* Work instructions
Everything from the first line of the entries below through the line holding "box: [0, 6, 212, 116]" must be printed exactly as written.

* The data

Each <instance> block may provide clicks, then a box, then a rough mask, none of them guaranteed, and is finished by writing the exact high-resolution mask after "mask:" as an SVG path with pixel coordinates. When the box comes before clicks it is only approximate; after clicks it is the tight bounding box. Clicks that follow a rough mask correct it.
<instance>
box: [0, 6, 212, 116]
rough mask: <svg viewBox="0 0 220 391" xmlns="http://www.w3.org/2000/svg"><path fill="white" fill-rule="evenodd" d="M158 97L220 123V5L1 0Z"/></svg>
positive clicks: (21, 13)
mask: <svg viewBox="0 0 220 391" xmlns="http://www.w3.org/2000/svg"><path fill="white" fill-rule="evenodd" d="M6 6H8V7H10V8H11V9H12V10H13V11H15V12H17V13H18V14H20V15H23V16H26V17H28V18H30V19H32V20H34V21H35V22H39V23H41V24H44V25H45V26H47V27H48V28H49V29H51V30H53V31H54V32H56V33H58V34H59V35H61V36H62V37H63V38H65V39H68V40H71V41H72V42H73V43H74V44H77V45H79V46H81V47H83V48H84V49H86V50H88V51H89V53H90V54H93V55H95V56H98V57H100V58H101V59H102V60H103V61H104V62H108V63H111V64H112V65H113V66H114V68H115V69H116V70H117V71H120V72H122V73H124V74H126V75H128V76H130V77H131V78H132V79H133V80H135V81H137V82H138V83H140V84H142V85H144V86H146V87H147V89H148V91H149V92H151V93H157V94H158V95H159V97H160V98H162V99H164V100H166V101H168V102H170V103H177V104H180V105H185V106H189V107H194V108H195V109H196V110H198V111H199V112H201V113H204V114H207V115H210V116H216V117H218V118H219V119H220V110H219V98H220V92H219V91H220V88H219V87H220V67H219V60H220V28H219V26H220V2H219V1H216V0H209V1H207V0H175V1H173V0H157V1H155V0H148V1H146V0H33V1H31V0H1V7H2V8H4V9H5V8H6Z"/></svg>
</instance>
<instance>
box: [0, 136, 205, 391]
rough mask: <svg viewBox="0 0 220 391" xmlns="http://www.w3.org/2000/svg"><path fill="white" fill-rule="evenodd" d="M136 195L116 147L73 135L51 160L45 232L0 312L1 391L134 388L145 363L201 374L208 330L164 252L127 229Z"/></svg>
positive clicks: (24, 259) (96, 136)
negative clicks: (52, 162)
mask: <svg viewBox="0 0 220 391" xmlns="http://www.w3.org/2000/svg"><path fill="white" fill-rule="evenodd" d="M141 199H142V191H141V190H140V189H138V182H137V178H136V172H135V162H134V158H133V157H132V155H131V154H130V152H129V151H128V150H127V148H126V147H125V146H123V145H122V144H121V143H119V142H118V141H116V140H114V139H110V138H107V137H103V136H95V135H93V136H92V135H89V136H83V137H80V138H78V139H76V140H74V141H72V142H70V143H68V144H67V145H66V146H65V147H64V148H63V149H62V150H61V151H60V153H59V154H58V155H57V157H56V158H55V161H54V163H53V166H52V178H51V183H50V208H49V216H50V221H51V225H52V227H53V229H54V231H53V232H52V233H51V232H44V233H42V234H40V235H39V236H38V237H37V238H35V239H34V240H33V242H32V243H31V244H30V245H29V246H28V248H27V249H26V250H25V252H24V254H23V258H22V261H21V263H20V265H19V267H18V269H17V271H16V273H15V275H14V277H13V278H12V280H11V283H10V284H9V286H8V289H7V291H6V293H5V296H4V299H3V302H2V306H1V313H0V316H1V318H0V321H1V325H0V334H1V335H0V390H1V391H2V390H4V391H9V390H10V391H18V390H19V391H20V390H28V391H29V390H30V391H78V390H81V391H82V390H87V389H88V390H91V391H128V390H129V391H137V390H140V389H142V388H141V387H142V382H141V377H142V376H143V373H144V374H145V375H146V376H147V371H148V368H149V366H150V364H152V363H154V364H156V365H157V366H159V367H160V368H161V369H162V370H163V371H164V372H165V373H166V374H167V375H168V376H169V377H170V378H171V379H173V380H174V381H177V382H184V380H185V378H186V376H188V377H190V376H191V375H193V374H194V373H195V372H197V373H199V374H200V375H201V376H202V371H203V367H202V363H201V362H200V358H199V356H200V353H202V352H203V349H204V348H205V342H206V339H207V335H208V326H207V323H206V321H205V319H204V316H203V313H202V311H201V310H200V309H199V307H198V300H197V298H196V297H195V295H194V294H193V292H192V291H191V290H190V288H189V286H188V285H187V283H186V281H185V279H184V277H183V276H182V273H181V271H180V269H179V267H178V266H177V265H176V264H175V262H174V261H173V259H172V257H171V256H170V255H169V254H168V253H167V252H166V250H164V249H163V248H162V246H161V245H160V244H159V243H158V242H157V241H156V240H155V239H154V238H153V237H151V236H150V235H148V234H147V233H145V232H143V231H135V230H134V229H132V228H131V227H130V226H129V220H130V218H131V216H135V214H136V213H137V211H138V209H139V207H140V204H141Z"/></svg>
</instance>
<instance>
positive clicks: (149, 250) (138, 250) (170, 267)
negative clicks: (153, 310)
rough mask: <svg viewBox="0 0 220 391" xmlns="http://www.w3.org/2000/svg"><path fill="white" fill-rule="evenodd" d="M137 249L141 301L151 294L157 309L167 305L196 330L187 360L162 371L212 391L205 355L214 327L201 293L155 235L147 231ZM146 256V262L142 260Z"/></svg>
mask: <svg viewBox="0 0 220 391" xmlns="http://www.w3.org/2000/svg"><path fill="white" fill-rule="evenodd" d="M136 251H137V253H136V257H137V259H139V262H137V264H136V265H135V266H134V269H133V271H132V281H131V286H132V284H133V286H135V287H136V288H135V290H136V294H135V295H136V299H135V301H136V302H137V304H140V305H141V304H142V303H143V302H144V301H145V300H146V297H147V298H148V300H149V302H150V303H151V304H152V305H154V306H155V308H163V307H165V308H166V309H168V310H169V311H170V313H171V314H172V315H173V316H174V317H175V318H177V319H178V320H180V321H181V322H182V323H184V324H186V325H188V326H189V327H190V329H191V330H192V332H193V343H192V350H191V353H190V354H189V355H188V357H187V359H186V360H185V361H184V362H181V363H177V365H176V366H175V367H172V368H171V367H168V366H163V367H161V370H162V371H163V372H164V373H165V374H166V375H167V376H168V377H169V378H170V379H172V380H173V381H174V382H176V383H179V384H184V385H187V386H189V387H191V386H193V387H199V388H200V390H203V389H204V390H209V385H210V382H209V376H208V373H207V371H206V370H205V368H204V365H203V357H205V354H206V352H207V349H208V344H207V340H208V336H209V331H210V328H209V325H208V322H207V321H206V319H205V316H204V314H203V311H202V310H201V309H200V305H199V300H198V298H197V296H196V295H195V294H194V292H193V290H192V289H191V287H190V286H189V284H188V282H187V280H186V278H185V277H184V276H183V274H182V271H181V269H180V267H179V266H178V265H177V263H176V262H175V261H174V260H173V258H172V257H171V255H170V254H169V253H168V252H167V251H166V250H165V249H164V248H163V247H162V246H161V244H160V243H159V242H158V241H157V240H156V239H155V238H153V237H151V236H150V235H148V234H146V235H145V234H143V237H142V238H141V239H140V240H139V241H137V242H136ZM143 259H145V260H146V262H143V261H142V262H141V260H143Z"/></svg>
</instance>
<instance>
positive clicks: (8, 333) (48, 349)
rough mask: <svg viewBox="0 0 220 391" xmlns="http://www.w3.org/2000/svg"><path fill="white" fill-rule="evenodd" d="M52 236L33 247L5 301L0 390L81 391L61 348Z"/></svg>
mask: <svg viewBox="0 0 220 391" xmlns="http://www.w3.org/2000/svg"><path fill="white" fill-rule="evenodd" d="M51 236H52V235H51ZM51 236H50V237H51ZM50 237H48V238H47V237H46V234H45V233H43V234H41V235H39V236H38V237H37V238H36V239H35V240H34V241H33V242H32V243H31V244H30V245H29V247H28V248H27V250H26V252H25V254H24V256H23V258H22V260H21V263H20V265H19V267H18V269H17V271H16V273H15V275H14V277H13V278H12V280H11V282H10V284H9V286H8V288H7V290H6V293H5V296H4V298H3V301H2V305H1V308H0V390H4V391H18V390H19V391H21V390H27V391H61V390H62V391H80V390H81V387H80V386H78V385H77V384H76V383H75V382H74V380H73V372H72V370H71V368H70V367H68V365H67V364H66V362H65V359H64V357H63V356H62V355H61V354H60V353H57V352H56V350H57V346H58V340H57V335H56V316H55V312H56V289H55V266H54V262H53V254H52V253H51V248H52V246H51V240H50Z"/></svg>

* Solution below
Each <instance> block may provide clicks, then a box, then a rough mask, none of them guaranteed, and is finished by writing the exact high-resolution mask after "mask:" as an SVG path with pixel coordinates. When the box comes before clicks it is only approximate; after clicks it is the tight bounding box. Clicks that follow a rough mask correct it.
<instance>
box: [0, 6, 212, 116]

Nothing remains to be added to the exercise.